Here we reduce the problem of evaluating certain $n$-fold integrals to that of solving a single fractional integral (just think of these as integrals transforms for our purposes).

\begin{thm}
\label{AC}
Analytic continuation of certain $n$-fold integrals over unit hypercubes.
Let $z$ and $\alpha$ be a complex-valued parameters, let $t$ denote a real variable, let $n$ be a positive integer, and for fixed $z=z_0$ let $f(z_0,t)$ be a continuous function of $t$ on $\left[ 0, 1 \right]$. Then for suitable functions $f(z, t)$ (for which the integral converges) define
\[
F_n(z):= \int_0^1\int_0^1\cdots \int_0^1 f\left( z,\prod\limits_{k=1}^n\lambda _k \right)\, d\lambda
\]
where $d\lambda := d\lambda _{n}\ldots d\lambda _1$ (and likewise for other dummy variables as well). Then
\[
G(z, \alpha ) := \tfrac{1}{\Gamma (\alpha )}\int_0^\infty {u^{\alpha -1}e^{-u} f(z,e^{-u})\, d{u}}\text{ and } G(z,n)=F_n(z)
\]
is the Hadamard fractional integral of order $\alpha$ which is the analytic continuation of $F_n(z)$ from integer $n$ to complex-valued $\alpha$ restricted to values for which the integral converges.
\end{thm}
\begin{proof}
\cite{PhysicsForums}
We will use the change of variables ${y_k} = \prod\limits_{i = 1}^k {\lambda _i} ,k = 1,2, \ldots ,n$ on the integral $F_n(z)$ to formulate an integral that represents the function for complex values of the argument via theorem \ref{interpolation} .

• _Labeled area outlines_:
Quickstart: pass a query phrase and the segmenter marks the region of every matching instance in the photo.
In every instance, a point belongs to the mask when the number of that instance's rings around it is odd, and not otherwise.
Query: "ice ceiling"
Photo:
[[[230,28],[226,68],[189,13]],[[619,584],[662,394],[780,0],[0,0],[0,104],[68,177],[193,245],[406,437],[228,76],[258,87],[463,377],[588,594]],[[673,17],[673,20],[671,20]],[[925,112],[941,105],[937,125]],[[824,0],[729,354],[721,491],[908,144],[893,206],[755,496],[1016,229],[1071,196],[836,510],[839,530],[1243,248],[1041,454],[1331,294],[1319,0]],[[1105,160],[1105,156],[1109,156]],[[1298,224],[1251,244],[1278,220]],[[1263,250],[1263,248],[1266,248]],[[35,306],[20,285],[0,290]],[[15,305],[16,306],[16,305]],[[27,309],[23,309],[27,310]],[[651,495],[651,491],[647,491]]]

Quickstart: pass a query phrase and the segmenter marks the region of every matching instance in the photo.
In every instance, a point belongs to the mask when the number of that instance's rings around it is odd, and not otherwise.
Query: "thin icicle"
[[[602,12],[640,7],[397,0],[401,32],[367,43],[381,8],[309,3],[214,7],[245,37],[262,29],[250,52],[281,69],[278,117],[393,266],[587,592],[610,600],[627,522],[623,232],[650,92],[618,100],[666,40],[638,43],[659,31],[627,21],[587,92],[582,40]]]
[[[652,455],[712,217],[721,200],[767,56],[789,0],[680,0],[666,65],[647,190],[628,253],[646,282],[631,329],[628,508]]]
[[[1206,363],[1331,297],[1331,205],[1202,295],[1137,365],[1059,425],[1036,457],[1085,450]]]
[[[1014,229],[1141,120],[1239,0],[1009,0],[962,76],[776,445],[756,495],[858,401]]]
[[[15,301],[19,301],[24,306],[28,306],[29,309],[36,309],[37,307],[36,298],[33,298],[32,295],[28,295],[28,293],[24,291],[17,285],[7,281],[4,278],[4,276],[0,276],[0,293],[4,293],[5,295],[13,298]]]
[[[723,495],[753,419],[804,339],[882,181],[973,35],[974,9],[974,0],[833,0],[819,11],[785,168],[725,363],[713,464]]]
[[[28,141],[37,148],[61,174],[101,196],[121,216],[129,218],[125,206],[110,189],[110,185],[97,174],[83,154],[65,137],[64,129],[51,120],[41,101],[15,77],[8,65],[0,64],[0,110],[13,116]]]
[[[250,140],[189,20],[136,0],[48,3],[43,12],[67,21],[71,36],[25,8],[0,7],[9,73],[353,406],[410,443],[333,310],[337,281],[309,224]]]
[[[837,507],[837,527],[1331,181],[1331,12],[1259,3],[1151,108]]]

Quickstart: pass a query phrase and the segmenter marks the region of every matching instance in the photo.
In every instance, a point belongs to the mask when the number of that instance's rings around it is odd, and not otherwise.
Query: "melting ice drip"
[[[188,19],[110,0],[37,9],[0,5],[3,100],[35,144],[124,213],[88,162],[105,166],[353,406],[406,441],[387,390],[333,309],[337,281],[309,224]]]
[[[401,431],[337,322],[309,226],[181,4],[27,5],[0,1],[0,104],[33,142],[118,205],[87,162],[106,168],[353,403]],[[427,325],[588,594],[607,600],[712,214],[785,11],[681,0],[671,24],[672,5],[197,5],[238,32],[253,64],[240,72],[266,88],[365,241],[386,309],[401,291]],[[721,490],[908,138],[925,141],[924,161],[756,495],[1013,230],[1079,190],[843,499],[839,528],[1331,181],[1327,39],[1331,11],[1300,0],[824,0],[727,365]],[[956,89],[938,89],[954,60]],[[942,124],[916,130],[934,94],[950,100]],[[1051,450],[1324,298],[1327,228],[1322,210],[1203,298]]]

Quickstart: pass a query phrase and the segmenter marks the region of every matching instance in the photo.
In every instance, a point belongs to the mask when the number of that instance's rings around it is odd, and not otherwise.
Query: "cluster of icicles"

• _To be done_:
1 – Could you retype the excerpt on n-fold integrals between "Here we reduce" and "over unit hypercubes.", inclusive?
2 – How would the excerpt on n-fold integrals go on after its last sentence? Write the next part.

• _Outputs_:
1 –
Here we reduce the problem of evaluating certain $n$-fold integrals to that of solving a single fractional integral (just think of these as integrals transforms for our purposes).

\begin{thm}
\label{AC}
Analytic continuation of certain $n$-fold integrals over unit hypercubes.

2 –
Note that the for given change of variables we have ${\lambda _1} = {y_1},{\lambda _k} = \tfrac{y_k}{y_{k - 1}},k = 2,3, \ldots ,n$, hence
\[
\tfrac{{\partial {\lambda _i}}}{{\partial {y_j}}} = \left\{ {\begin{array}{*{20}{c}}{1,}&{i = j = 1} \\ {\tfrac{1}{{{y_{i - 1}}}},}&{i = j \ne 1} \\ { - \tfrac{{{y_i}}}{{y_{i - 1}^2}},}&{i = j - 1} \\ {0,}&{{\text{otherwise}}} \end{array}} \right.
\]
hence the Jacobian determinant is the product along the diagonal, $\left| {\tfrac{{\partial \left( {{\lambda _1}, \ldots ,{\lambda _n}} \right)}}{{\partial \left( {{y_1}, \ldots ,{y_n}} \right)}}} \right| = \tfrac{{d{y_n} \ldots d{y_1}}}{{{y_{n - 1}} \cdots {y_1}}}$.

\noindent Notice that this change of variables maps the unit hypercube ${\left[ {0,1} \right]^n}$ to the simplex
\[
\left\{ \vec y \in {\mathbb{R}^n}|0 \leq {y_1} \leq 1,0 \leq {y_i} \leq {y_{i - 1}},\text{ for } i = 2,3, \ldots ,n \right\} .
\]
We replace the upper bound of ${y_1}$ with $x$ so that

\begin{eqnarray*} F_n(z) &=& \lim\limits_{a \to 0^{+}}\lim\limits_{x \to 1^{-}}\int_a^x \int_a^{y_1} \cdots \int_a^{y_{n-1}} y_n f(z, y_n)\, \tfrac{d{y_n} \ldots d{y_1}}{{y_n} \ldots {y_1}} \\  &=& \lim\limits_{a \to 0^{+}}\lim\limits_{x \to 1^{-}} \, _a^{eH}I_x^n\left( x f(z, x) \right) \\ &=& \tfrac{1}{\left( n - 1 \right) !}\int_0^\infty  u^{n-1}e^{-t} f\left( z, e^{-t}\right) \\ \end{eqnarray*}

by theorem \ref{interpolation} which we analytically continue to

\begin{eqnarray*}G(z, \alpha ) = \lim\limits_{a \to 0^{+}}\lim\limits_{x \to 1^{-}} \,_a^{eH}I_x^\alpha \left[ xf(z,x) \right] &=& \tfrac{1}{\Gamma (\alpha )}\int_0^\infty {u^{\alpha -1}e^{-u} f(z,e^{-u})\, du} \\ \end{eqnarray*}
\end{proof}
The next few computer and table-assisted examples will illustrate the use of theorem \ref{AC}.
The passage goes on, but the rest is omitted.